## The task
Please print every record below exactly as it appears.

Source records
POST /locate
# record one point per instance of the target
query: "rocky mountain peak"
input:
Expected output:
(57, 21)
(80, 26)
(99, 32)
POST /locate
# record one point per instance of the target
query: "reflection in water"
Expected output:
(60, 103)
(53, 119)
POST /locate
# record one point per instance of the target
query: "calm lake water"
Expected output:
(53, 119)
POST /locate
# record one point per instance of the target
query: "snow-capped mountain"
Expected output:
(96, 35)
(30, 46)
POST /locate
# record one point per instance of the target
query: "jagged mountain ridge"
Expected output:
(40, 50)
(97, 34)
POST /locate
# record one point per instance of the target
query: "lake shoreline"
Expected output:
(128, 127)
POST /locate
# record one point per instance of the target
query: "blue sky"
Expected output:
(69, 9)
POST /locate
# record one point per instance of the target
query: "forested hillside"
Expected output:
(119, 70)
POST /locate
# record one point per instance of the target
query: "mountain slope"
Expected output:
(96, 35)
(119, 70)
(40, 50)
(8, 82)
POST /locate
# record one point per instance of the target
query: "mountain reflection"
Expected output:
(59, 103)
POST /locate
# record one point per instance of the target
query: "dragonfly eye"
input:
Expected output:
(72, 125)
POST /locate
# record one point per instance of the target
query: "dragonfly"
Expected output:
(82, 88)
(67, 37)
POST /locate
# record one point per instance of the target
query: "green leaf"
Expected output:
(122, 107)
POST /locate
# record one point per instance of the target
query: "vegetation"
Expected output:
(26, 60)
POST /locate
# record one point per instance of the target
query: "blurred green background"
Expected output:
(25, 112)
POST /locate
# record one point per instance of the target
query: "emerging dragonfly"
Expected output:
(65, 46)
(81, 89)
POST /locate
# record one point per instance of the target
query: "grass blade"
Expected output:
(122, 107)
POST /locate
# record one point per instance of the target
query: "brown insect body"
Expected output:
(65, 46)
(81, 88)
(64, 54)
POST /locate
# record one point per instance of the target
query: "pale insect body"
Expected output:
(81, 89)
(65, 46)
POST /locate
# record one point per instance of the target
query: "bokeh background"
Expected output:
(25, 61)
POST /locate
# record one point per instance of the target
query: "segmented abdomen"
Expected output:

## Worked solution
POST /locate
# record one point per instance of the target
query: "rocky mountain peak"
input:
Expected output:
(57, 21)
(80, 26)
(99, 32)
POST /locate
# record one point per instance of the target
query: "reflection in water"
Expected output:
(60, 103)
(53, 119)
POST /locate
# record one point per instance of the target
query: "calm lake water"
Expected output:
(53, 119)
POST /locate
# record one point per instance of the target
query: "snow-capped mountain"
Expected output:
(96, 35)
(30, 46)
POST /locate
# record one point per instance of the target
query: "jagged mountain ridge"
Expected output:
(40, 50)
(97, 34)
POST /locate
# record one point per instance of the target
query: "lake shoreline"
Expected output:
(128, 127)
POST /locate
# record one point per instance of the target
query: "blue sky"
Expected output:
(69, 9)
POST /locate
# record one point per instance of the target
query: "forested hillside"
Expected output:
(119, 70)
POST /locate
# record one point per instance of the target
query: "mountain slope"
Expected output:
(96, 35)
(119, 70)
(40, 50)
(8, 82)
POST /locate
# record one point per instance of the target
query: "mountain reflection"
Expected output:
(59, 103)
POST /locate
# record one point per instance of the target
query: "dragonfly eye"
input:
Expected output:
(72, 125)
POST /locate
# record one point per instance of the target
query: "dragonfly"
Expected output:
(82, 88)
(67, 37)
POST /locate
# record one point per instance of the target
query: "green leaf"
Expected output:
(122, 107)
POST /locate
# record one point per instance of the target
query: "vegetation"
Expected output:
(26, 60)
POST /locate
# record one point per instance of the target
query: "blurred green background"
Expected output:
(25, 112)
POST /locate
# record one point per instance of the target
query: "emerging dragonfly"
Expected output:
(65, 46)
(81, 89)
POST /locate
# record one point per instance of the target
query: "grass blade"
Expected output:
(122, 107)
POST /locate
# record one point per instance of the target
query: "brown insect body"
Expected output:
(65, 46)
(81, 88)
(64, 54)
POST /locate
# record one point per instance of the target
query: "pale insect body"
Expected output:
(81, 89)
(65, 46)
POST /locate
# record one point per instance of the target
query: "bokeh background"
Expected output:
(25, 61)
POST /locate
# record one point per instance of the target
query: "segmented abdomen"
Expected output:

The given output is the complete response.